--- Material provided ---

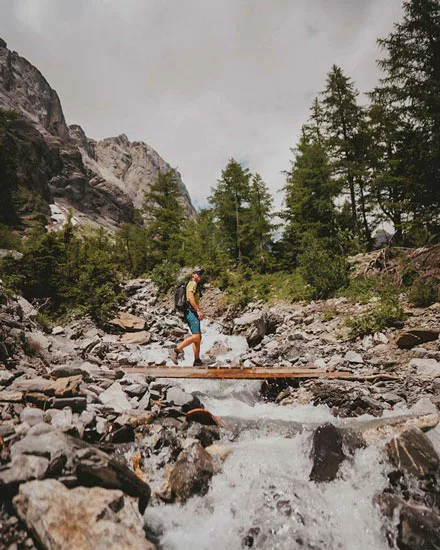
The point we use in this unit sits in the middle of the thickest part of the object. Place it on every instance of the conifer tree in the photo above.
(164, 215)
(411, 87)
(310, 193)
(347, 143)
(230, 202)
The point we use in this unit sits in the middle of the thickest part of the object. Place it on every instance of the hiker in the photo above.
(192, 316)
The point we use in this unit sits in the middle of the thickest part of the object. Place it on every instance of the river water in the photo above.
(262, 498)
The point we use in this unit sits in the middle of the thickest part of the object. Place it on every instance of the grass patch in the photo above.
(387, 313)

---

* **Task instructions**
Update all of the data above by replacing every "thickest part" with "widest part" and keeping everything else the same. Leave the pictures out of your answer.

* **The completed task**
The point we use in this unit sits in the middle of the widest part of the object. Place it on every instance of the conifer tree in the photo above.
(164, 215)
(411, 87)
(310, 193)
(347, 143)
(230, 202)
The point we use in this unit sits in the middle of the widest part of the object. Place it on every instance of the hiker in the photo above.
(192, 316)
The point we use in this unit sits in the middle of the widest part of the object. Place it on every instance of the river water in the photo above.
(262, 498)
The point we use in this unit sits in the middle of the widest part of the object. Place it on every instance of the grass patch in the photo above.
(387, 313)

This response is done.